**Text extract**

________________

1. Download TreeTagger from [[here>ftp://ftp.ims.uni-stuttgart.de/pub/corpora/tree-tagger-windows-3.2.zip]]

2. Download the English parameter file from [[here>ftp://ftp.ims.uni-stuttgart.de/pub/corpora/english-par-linux-3.2.bin.gz]]

3. Uncompress 1. and 2. and read INSTALL.txt (below)


1. Install a Perl interpreter (if you have not already installed one).
   You can download a Perl interpreter for Windows for free at

2. Move the TreeTagger directory to the root directory of drive C:.

3. Download the PC parameter files for the languages you need, decompress
   them (e.g. using Winzip or 7zip) and move them to the subdirectory lib.
   Rename the parameter files to <language>.par
   Example: Rename french-par-linux-3.1.bin to french.par

4. Add the path C:\TreeTagger\bin to the PATH environment variable.

________________

**Exercise input**
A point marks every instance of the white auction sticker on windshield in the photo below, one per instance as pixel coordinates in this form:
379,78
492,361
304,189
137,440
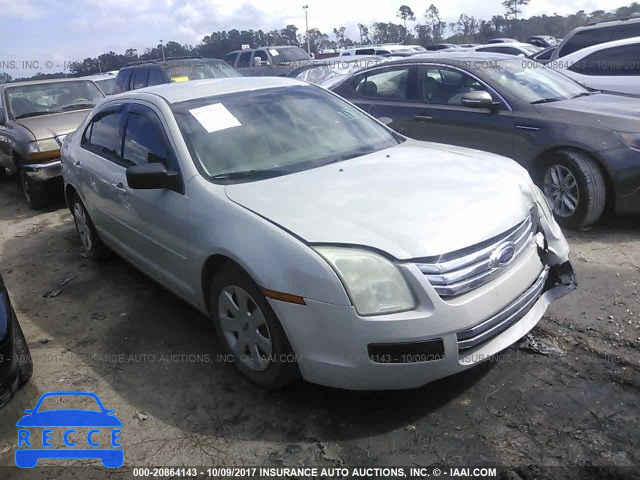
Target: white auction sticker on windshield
215,117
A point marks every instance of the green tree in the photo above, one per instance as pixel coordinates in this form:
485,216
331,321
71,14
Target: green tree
512,7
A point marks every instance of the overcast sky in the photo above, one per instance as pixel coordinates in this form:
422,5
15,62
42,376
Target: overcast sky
54,31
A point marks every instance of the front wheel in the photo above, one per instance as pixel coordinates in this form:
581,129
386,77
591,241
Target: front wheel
574,184
250,331
35,193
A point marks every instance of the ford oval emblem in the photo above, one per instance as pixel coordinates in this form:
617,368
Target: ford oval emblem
502,255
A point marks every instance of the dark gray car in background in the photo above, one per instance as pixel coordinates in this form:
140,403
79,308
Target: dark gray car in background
581,147
35,118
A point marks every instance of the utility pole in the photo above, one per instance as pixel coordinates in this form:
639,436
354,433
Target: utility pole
306,19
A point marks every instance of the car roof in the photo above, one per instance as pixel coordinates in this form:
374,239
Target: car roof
37,82
183,91
601,46
263,48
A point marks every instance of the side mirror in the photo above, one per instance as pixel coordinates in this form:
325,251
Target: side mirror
150,176
479,99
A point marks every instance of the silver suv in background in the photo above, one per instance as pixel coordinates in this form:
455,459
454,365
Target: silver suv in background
595,33
35,117
610,67
268,61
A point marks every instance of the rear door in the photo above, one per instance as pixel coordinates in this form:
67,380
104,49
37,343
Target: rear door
443,118
386,92
614,69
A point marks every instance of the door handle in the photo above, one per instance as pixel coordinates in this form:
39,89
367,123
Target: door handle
119,187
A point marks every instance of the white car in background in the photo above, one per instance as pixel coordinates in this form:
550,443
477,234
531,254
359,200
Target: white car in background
516,49
611,66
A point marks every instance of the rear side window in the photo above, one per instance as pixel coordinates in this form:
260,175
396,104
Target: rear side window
122,81
230,58
144,139
156,77
245,59
615,61
102,136
595,36
140,78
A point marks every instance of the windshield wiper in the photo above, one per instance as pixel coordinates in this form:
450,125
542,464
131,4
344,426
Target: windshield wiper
350,155
31,114
77,106
546,100
241,174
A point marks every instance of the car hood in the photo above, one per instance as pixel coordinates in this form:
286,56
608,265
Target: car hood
414,200
619,112
69,418
47,126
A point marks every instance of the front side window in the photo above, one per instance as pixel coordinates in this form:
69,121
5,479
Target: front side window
156,77
615,61
387,84
532,85
441,85
140,78
51,97
144,139
102,136
262,133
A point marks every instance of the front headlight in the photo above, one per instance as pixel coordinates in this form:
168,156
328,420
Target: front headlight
544,202
631,139
42,146
374,284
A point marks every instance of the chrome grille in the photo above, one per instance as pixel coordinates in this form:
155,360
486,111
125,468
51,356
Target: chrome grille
498,323
459,272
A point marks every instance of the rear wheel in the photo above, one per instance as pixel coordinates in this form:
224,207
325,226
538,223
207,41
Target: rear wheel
575,185
249,329
25,364
89,239
35,193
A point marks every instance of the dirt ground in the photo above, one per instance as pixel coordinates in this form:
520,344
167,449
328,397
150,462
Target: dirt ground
152,358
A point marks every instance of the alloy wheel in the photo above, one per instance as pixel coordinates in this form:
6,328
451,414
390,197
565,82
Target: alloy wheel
82,226
561,187
245,328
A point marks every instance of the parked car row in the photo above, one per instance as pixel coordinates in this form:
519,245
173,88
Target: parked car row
324,243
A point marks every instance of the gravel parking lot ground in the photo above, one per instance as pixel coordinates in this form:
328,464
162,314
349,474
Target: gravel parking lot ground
152,358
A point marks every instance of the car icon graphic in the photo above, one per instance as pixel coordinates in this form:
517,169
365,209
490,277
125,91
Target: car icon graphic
68,420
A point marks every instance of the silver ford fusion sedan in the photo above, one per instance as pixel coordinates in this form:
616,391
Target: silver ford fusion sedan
320,242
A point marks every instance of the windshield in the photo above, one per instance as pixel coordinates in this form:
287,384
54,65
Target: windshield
261,133
199,71
51,97
533,85
293,54
107,85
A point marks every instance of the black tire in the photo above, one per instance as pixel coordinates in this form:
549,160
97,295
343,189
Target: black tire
35,193
25,363
92,245
282,368
590,184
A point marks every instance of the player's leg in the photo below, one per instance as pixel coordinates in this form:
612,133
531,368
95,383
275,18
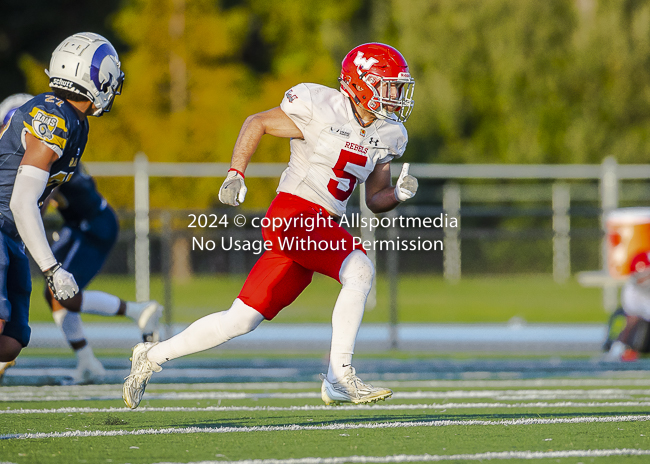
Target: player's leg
635,336
100,236
15,290
338,259
274,282
73,251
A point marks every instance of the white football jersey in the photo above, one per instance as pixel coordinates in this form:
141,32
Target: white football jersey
336,152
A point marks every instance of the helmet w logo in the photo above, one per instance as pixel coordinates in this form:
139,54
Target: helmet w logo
363,63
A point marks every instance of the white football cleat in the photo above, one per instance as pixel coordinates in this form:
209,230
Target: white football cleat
5,366
141,371
147,315
351,389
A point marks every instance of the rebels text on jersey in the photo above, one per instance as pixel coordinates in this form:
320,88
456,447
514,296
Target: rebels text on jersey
55,123
336,152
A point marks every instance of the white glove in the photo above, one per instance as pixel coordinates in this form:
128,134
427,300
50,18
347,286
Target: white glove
61,282
233,189
406,186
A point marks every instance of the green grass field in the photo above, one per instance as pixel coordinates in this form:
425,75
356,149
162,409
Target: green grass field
421,298
542,420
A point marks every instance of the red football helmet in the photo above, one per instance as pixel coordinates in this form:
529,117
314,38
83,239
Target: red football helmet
377,78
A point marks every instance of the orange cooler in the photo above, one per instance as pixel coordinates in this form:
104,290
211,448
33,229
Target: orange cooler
628,233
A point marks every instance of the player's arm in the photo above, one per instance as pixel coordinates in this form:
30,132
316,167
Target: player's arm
381,195
31,180
273,122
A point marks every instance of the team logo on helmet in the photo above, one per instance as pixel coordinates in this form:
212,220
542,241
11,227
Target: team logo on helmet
103,67
364,63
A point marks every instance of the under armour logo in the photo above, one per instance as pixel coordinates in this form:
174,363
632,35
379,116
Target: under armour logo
363,63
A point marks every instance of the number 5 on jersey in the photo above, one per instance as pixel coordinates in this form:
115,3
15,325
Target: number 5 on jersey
345,158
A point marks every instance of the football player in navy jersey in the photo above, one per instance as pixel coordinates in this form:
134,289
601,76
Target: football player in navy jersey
40,147
89,232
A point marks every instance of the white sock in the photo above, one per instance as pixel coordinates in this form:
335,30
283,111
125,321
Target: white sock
70,324
356,275
346,320
101,303
208,332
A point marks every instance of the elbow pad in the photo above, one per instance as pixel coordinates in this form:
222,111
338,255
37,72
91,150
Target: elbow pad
28,187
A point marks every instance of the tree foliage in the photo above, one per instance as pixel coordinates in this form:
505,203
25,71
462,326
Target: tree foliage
497,81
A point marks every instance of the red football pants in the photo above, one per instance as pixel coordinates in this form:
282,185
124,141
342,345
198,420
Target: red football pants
311,243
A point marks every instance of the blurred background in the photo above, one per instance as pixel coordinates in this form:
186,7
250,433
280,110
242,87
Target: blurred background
532,121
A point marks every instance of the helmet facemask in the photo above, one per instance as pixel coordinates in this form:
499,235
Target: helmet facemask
392,97
87,64
376,77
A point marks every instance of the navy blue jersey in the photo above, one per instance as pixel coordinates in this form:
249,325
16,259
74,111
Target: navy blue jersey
78,199
54,122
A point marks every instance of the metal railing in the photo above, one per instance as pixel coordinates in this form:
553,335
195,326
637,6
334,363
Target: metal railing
608,175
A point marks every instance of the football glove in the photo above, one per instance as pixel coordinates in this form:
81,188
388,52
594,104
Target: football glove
406,186
61,282
233,190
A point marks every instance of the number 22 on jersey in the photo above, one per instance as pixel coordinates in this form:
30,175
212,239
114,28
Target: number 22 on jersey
345,158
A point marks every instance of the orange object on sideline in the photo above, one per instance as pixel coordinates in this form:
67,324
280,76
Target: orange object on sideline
628,234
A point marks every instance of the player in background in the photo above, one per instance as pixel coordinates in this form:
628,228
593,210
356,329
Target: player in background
40,146
634,338
339,137
89,232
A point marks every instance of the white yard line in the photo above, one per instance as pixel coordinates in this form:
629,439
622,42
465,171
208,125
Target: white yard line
453,384
441,457
350,426
509,395
376,407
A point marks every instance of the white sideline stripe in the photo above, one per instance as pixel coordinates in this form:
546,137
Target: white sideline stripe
441,457
297,428
512,395
456,384
376,407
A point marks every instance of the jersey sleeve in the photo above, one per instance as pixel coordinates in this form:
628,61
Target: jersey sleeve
49,125
297,104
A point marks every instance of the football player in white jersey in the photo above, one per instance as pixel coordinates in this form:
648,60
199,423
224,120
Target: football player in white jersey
339,137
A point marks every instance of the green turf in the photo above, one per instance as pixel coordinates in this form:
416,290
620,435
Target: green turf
345,441
421,298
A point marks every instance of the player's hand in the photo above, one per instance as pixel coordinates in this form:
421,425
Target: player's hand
233,189
406,186
61,282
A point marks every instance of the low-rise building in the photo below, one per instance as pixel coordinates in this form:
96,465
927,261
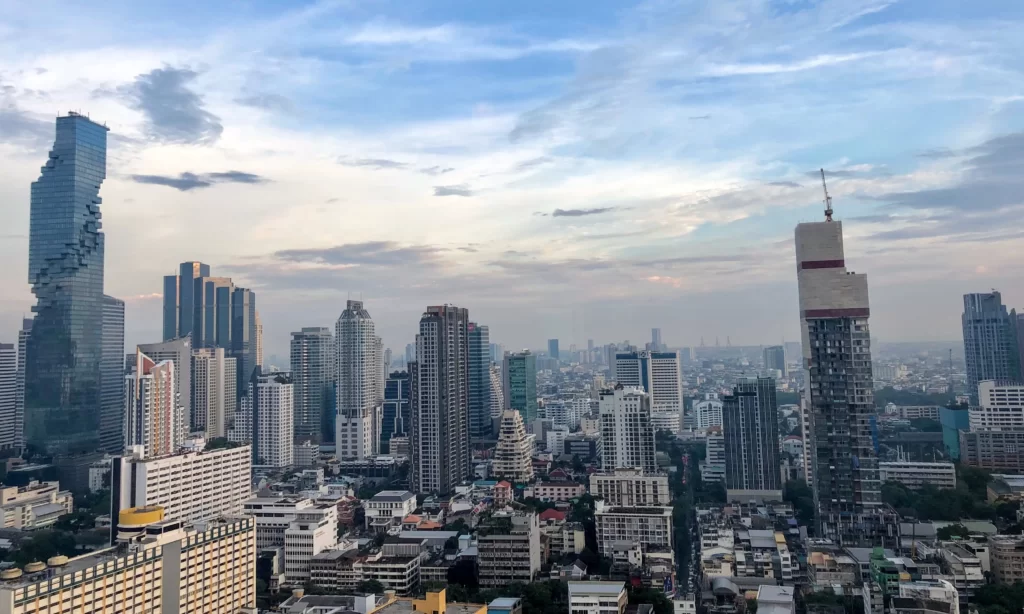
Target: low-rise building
36,506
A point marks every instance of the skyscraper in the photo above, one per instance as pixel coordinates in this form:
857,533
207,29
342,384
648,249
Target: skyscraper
179,292
750,420
553,348
112,377
519,377
439,431
627,431
840,401
179,352
990,345
356,380
659,375
312,376
66,270
479,382
8,397
774,358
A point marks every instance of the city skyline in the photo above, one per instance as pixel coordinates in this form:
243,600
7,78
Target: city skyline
529,119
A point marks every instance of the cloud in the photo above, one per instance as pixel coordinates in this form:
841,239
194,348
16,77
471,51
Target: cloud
580,212
173,112
372,163
453,190
186,181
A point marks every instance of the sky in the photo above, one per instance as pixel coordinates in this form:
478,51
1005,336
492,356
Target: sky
573,169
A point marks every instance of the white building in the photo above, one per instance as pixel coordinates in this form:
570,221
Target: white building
358,394
155,418
214,391
190,486
34,507
627,430
514,452
914,475
631,488
385,511
597,598
1000,406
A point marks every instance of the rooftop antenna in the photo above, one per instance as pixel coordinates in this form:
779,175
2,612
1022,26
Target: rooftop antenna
827,198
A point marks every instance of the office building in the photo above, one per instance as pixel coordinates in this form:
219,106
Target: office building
356,434
915,475
631,488
990,344
519,384
553,351
213,399
479,383
62,387
774,359
750,424
627,431
709,413
513,454
9,421
509,547
35,506
839,394
659,375
154,415
312,358
157,566
179,295
190,486
179,352
395,420
439,431
597,598
112,393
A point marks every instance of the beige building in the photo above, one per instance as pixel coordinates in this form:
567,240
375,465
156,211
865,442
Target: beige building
157,567
34,507
631,487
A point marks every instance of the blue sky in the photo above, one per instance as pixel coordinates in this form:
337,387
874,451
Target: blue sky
563,169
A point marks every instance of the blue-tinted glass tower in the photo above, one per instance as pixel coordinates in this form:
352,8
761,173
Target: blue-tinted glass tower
64,354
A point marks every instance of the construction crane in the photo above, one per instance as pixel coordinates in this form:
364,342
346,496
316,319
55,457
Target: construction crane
827,198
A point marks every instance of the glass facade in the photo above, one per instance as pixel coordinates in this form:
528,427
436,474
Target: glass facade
66,270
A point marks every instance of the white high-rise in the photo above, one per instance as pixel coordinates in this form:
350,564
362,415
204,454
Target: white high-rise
214,386
627,430
659,375
359,390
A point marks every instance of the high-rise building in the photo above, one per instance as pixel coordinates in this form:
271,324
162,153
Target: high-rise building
479,383
112,377
514,452
519,378
750,424
179,352
840,401
439,432
774,358
213,399
627,430
659,375
66,270
179,292
270,398
9,435
395,420
553,348
312,374
990,345
154,415
358,364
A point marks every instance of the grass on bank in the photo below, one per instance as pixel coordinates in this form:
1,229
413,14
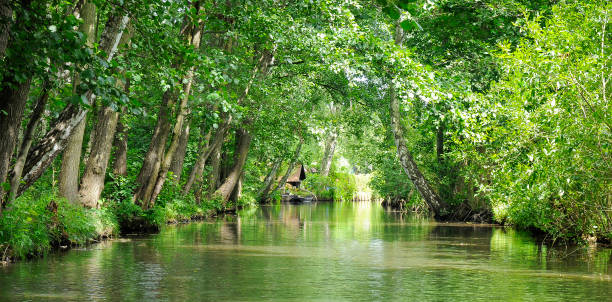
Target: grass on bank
38,222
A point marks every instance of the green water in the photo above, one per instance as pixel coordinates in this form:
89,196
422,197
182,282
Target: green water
317,252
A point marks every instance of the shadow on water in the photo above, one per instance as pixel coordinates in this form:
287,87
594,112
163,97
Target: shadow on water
322,251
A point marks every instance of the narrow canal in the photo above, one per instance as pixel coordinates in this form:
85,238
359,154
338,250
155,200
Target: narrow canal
352,251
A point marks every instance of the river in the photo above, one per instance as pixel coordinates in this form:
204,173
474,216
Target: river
351,251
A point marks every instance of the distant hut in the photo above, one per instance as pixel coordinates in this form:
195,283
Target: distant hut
296,177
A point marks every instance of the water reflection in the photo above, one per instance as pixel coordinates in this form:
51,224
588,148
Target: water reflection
347,251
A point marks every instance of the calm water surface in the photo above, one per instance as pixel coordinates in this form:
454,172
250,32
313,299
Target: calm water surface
317,252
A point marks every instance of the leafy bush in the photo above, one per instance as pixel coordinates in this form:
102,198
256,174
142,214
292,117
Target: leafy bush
32,226
337,186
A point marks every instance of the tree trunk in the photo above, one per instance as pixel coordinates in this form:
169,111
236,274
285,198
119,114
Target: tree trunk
101,142
215,170
328,155
224,191
69,174
92,182
12,102
262,195
6,16
176,167
43,154
178,126
120,146
237,192
435,203
197,171
440,143
294,161
152,162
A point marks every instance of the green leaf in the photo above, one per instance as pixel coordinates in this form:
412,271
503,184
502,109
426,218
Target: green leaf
392,12
408,25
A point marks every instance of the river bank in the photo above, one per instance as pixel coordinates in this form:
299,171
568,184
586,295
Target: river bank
340,251
33,228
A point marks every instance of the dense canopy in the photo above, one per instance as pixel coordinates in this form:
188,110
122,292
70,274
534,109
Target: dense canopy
119,114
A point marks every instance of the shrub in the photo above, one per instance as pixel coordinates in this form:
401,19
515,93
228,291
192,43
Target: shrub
32,226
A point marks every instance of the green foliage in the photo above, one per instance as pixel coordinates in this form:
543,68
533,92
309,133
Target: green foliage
336,186
538,145
33,226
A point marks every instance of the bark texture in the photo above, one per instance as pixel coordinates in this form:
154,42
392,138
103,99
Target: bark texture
197,172
120,146
12,101
262,195
292,164
43,154
159,179
71,159
92,182
435,203
244,143
215,170
6,14
28,138
176,167
328,155
152,162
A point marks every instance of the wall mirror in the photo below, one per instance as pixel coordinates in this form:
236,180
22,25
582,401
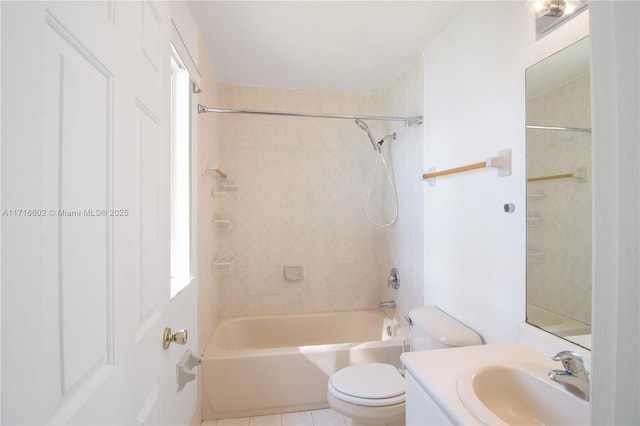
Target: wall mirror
558,114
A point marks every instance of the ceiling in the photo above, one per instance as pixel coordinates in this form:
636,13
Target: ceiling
345,46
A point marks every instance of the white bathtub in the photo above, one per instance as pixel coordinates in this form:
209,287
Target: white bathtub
272,364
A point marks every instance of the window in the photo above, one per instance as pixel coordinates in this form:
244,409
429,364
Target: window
180,176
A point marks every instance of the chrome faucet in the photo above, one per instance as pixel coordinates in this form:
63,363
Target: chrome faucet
573,374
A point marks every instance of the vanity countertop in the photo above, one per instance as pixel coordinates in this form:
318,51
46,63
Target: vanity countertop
437,370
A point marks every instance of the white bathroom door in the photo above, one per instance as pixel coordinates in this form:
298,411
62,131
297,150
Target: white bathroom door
85,215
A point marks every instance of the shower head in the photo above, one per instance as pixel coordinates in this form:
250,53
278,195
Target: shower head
364,127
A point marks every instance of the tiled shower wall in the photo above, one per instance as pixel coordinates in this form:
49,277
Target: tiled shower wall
559,211
300,201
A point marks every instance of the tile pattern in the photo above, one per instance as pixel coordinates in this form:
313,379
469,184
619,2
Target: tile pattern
303,184
559,217
325,417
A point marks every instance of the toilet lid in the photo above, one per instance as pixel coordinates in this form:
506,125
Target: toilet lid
371,381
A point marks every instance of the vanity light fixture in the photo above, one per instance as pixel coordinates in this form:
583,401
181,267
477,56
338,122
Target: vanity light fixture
552,13
553,8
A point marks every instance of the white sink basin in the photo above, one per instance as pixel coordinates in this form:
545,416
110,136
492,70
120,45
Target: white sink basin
519,394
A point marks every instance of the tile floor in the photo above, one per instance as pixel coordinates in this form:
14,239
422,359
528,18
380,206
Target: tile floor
325,417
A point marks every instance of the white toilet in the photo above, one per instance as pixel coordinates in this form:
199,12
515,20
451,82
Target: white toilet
373,394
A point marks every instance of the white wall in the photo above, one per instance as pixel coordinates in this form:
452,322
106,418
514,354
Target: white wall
403,246
616,107
475,264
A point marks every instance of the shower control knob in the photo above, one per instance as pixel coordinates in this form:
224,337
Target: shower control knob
180,337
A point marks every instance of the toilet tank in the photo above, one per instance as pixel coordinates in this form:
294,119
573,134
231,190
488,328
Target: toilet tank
431,328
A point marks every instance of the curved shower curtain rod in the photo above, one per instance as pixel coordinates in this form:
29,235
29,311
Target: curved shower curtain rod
408,121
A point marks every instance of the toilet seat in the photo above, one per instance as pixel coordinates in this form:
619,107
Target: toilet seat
372,384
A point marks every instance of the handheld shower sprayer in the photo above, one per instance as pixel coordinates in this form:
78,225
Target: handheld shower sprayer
364,127
376,145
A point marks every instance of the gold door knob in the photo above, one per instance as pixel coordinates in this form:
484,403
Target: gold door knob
180,337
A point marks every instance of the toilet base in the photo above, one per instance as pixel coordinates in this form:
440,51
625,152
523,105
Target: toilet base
391,415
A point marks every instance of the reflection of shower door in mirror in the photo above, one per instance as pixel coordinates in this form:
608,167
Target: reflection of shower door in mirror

________________

**Job A**
In the TreeTagger installation steps, which path gets added to the PATH environment variable?
**Job B**
Report every line in the rows that contains the word "rooftop".

**Problem solution A**
C:\TreeTagger\bin

**Problem solution B**
A point marks every instance of the rooftop antenna in the photo above, one per instance as pixel coordinates in this form:
Target: rooftop antenna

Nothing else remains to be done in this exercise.